Point localization data:
=== Section Start ===
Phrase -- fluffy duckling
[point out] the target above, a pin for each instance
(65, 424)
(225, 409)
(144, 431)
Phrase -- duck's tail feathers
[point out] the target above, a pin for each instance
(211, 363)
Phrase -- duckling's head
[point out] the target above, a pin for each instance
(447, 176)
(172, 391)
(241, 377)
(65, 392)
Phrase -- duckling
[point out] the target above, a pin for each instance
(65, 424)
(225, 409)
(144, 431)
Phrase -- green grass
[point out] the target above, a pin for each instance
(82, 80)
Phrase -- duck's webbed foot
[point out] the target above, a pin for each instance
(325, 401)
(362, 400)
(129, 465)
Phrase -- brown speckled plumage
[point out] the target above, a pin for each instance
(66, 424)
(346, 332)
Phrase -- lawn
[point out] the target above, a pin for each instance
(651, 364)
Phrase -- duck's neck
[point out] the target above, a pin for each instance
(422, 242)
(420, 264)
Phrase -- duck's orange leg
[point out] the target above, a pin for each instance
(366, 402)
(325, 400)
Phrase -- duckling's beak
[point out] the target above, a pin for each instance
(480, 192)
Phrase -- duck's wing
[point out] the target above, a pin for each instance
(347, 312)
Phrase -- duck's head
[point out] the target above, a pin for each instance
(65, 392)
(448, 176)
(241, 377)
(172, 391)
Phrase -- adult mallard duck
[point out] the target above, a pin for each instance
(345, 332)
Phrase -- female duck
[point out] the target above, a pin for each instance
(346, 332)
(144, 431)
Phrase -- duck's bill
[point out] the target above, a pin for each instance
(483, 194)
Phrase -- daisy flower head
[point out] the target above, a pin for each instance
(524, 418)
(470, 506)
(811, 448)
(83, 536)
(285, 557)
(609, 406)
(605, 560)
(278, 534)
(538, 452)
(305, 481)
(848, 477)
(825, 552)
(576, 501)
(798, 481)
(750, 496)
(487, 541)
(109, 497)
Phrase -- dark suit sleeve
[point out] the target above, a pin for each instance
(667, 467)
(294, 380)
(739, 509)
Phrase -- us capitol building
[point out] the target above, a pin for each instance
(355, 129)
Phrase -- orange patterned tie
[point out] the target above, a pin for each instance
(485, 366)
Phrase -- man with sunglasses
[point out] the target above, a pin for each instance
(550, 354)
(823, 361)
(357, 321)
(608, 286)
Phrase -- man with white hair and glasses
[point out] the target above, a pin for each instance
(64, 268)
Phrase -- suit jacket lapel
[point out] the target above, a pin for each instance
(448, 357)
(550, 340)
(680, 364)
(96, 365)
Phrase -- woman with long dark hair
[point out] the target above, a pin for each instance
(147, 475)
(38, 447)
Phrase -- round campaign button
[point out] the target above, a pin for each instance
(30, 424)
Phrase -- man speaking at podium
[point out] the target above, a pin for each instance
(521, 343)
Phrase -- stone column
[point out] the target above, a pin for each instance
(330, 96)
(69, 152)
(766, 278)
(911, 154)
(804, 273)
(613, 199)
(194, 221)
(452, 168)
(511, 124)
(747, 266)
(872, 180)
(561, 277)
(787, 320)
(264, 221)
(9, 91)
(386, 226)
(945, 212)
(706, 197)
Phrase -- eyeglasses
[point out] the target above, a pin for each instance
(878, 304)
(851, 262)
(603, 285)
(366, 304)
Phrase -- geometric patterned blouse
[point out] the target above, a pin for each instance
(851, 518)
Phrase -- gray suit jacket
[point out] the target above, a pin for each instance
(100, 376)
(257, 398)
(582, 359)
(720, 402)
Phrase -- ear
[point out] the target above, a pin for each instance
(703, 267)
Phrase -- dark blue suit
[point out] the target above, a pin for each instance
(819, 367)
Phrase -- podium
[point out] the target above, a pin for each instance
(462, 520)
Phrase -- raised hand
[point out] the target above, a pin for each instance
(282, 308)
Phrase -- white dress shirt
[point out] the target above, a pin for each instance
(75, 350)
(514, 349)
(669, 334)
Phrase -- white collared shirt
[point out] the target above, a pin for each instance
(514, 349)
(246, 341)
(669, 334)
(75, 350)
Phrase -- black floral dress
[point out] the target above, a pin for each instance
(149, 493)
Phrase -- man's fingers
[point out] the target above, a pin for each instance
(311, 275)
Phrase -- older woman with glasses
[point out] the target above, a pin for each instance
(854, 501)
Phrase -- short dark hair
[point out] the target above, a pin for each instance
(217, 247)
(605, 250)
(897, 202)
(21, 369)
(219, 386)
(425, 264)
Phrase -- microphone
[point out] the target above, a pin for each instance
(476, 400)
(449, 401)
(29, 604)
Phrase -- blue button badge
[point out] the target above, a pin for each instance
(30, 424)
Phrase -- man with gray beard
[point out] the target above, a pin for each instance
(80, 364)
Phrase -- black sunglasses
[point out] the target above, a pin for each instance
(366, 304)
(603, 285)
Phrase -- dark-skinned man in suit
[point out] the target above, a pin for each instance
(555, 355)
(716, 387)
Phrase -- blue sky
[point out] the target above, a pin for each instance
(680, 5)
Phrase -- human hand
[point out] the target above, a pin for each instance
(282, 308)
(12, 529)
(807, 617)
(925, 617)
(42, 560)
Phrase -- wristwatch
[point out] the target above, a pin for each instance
=== Section End ===
Send back all the records above word for word.

* _TASK RESULT_:
Phrase -- fluffy duckling
[point out] the target above, a pin for each instance
(65, 424)
(225, 409)
(144, 431)
Phrase -- duck's tail feathers
[point out] the target above, a pin for each instance
(211, 363)
Phrase -- duckling's head
[point out] the target above, a pin for each instance
(447, 176)
(172, 391)
(241, 377)
(65, 392)
Phrase -- duckling
[point out] the target above, a pin for each instance
(65, 424)
(225, 409)
(144, 431)
Phrase -- green grass
[point out] the target above, a pin for each instance
(82, 80)
Phrase -- duck's webbed foot
[point out] the target above, a pin for each instance
(325, 401)
(362, 400)
(129, 465)
Phrase -- brown speckled plumage
[point out] the target above, a pin for each instance
(66, 424)
(346, 332)
Phrase -- lawn
[point out] the target above, a pin for each instance
(651, 364)
Phrase -- duck's neck
[point out] the target above, a pin for each instance
(422, 242)
(420, 264)
Phrase -- duck's orange leg
[point out] the target above, a pin for each instance
(366, 402)
(325, 400)
Phrase -- duckling's beak
[point out] the target above, a pin for each instance
(480, 192)
Phrase -- duck's wing
[point out] the target above, a pin for each instance
(347, 312)
Phrase -- duck's head
[point out] the target above, a pin for each instance
(65, 392)
(448, 176)
(241, 377)
(172, 391)
Phrase -- adult mallard duck
[point out] the target above, a pin for each instance
(345, 332)
Phrase -- female duck
[point out] the target above, a pin for each instance
(346, 332)
(144, 431)
Phrase -- duck's bill
[point out] the target above, a pin for each instance
(483, 194)
Phrase -- daisy flower head
[point out] the target above, a pin for each instance
(524, 418)
(470, 506)
(811, 448)
(83, 536)
(285, 557)
(609, 406)
(605, 560)
(278, 534)
(538, 452)
(305, 481)
(848, 477)
(825, 552)
(576, 501)
(798, 481)
(750, 496)
(487, 541)
(109, 497)
Phrase -- dark suit sleeve
[point out] the target above, a pin for each instance
(667, 467)
(294, 380)
(739, 509)
Phrase -- us capitol building
[point out] the target above, a pin for each instance
(355, 129)
Phrase -- orange patterned tie
[point out] the target above, a pin for each instance
(485, 366)
Phrase -- man with sunglasses
[point out] the target above, a pin for each instance
(550, 354)
(823, 361)
(357, 321)
(608, 286)
Phrase -- man with white hair and glasses
[point out] the target above, a pin for each instance
(64, 268)
Phrase -- suit jacket lapel
[point out] the target above, a pin for each instance
(448, 357)
(550, 340)
(680, 364)
(96, 365)
Phrase -- woman with long dark hair
[point out] the target above, a pin for each instance
(147, 475)
(38, 447)
Phrase -- round campaign button
[point out] the target above, a pin for each instance
(30, 424)
Phrase -- man speaking at podium
[point out] the target above, a pin for each instance
(521, 343)
Phrase -- stone column
[point out] the target above, a pin for each instance
(330, 96)
(69, 152)
(766, 278)
(911, 154)
(804, 273)
(613, 199)
(194, 221)
(452, 168)
(511, 124)
(747, 266)
(872, 180)
(561, 277)
(787, 320)
(264, 221)
(9, 91)
(386, 226)
(945, 212)
(706, 197)
Phrase -- eyeglasses
[point out] the target above, a pin for each instance
(878, 304)
(851, 262)
(603, 285)
(366, 304)
Phrase -- geometric patterned blouse
[point out] the target above, a pin for each instance
(851, 518)
Phrase -- gray suit jacket
[point out] the target above, a pin for each instance
(100, 376)
(257, 398)
(582, 359)
(720, 402)
Phrase -- ear
[point out] the target above, a pin for each instance
(703, 267)
Phrase -- dark blue suit
[point out] the target above, a pin for each instance
(819, 367)
Phrase -- podium
[point out] the target above, a pin for each instance
(462, 520)
Phrase -- raised hand
[point out] the target above, a pin for each instance
(282, 308)
Phrase -- white dress shirt
[point out] the target above, a pin for each instance
(75, 350)
(514, 349)
(669, 334)
Phrase -- white collared shirt
[point out] the target above, a pin for each instance
(514, 349)
(246, 341)
(669, 334)
(75, 350)
Phrase -- black floral dress
[point out] the target above, a pin for each instance
(149, 493)
Phrase -- man's fingers
[point out] the target above, a pin for each instance
(311, 275)
Phrase -- older woman with glasses
[point out] the target above, a pin for each instance
(854, 501)
Phrase -- short dark hair
[point out] the target above, a pin for each instance
(217, 247)
(605, 250)
(897, 202)
(21, 369)
(219, 386)
(425, 264)
Phrase -- microphone
[point out] the target above, a pin for each instance
(476, 400)
(449, 401)
(29, 604)
Phrase -- blue button badge
[point out] the target above, a pin for each instance
(30, 424)
Phrase -- man with gray beard
[point out] the target above, a pin for each instance
(80, 364)
Phrase -- black sunglasses
[point out] the target above, a pin for each instance
(366, 304)
(603, 285)
Phrase -- dark-skinned man in suit
[point out] the target above, a pin for each instance
(555, 355)
(716, 387)
Phrase -- blue sky
[point out] the target above, a pin for each instance
(680, 5)
Phrase -- human hand
[point out] the target above, a pin for each instance
(282, 308)
(12, 529)
(807, 617)
(925, 617)
(42, 560)
Phrase -- wristwatch
[point out] the target above, a pin for each instance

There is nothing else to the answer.